Using the article below on partnership in medical practice, decide whether each statement agrees with it. Answer yes or no for each, and quote the words from the article that decide it.
1. The practice described has 16 doctors and six partners.
2. The practice relies on a single managing partner to oversee operations.
3. Every partner in the practice completed a “strengths finder” survey.

● **Exercise text**
:::::
Raymond Hall once said, “All marriages are happy. It’s the living together afterward that causes all the trouble.”
And it was my now-retired partner, Roger Ohanesian, who also famously said, “Partnership is just like marriage, except don’t ever screw your partner.”
So it is that we face the same interpersonal challenges with our partners in medical practice that we do with our spouses in marriage. As we explore in the cover story of this issue of Ocular Surgery News, our partners are the people we spend all our daytimes with, sharing the space we live in at work and sharing our income.
And it was Johnny Carson who said, “There’s nothing better than a good marriage. There’s nothing worse than a bad marriage.”
So what makes a successful marriage of partners in an office environment?
Here are four tried and true principles from our successful practice of 16 doctors and six partners in Laguna Hills, California. They applied equally well to our practice when we were just two partners (before my time).
1. Spend time. Long ago I noticed that I had my best relationship with the doctors with whom I shared office space in our three-office practice. With those whom I saw rarely, I had more frequent disagreement and conflict when it came to practice-wide decisions. I realized that simply spending time together allowed us to understand each other’s perspectives and recognize common ground. For that reason, our practice meets regularly, allowing all doctors to exchange ideas and information and simply to enjoy each other’s company. I also seek outside contact (getting together for drinks or having coffee) to share thoughts with partners whom I most rarely see. There’s simply no substitute for face-to-face interaction boosting a relationship.
2. Shared duties. Some of my partners can’t stand to look at financial statements but have great skills when it comes to operations and training staff. Others understand the softer side of resolving interpersonal conflict in the office. We try to put these complementary talents to use for the practice. A few years ago, we had every partner complete a “strengths finder” survey, and we shared the findings to understand what makes us tick. It was really illuminating seeing how my partners think, and it helped us assign oversight responsibilities where the best talents of each partner lie. Dividing these responsibilities rather than having a single managing partner allows everyone to understand the complexities of running an office, and we appreciate each other’s contributions.
3. Practice emotional intelligence. Why is it we can get angry with our partners (as with our spouses) over small disagreements that are bound to come up? The excellent book Emotional Intelligence 2.0 by Travis Bradberry explores this topic in detail and suggests a valuable solution: Each of us first should recognize when we’re having an emotional reaction to information presented to us and then try to understand why. By recognizing our mounting emotions and understanding their cause, we can control our emotional reaction to a topic brought up in a board meeting or a disagreement between partners, and we can reason out a solution most rationally.
:::::
● **Dataset extract**

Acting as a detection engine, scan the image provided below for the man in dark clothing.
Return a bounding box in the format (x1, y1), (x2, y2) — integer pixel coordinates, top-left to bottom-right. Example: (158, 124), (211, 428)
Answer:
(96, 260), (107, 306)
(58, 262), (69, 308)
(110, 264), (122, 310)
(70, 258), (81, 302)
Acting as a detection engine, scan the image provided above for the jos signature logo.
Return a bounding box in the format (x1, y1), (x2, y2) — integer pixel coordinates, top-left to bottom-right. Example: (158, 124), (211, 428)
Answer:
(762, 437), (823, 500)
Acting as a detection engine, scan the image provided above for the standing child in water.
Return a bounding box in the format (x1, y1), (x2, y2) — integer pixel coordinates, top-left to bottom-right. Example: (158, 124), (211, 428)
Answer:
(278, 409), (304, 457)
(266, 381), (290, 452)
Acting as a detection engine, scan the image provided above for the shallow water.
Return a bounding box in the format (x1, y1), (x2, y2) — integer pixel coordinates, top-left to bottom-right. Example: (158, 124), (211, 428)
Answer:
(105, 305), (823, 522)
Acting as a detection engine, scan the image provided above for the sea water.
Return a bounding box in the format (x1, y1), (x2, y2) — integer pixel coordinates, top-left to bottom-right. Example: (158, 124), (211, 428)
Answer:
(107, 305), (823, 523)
:::::
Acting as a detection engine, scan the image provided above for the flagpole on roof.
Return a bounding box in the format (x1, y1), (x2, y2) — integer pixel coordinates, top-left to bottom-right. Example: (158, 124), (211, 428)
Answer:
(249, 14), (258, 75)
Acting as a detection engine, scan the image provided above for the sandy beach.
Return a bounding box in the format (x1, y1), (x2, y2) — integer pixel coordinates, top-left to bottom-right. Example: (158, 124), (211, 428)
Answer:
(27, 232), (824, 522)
:::::
● **Task solution**
1. Yes: "our successful practice of 16 doctors and six partners in Laguna Hills, California"
2. No: "Dividing these responsibilities rather than having a single managing partner allows everyone to understand the complexities of running an office"
3. Yes: "we had every partner complete a “strengths finder” survey"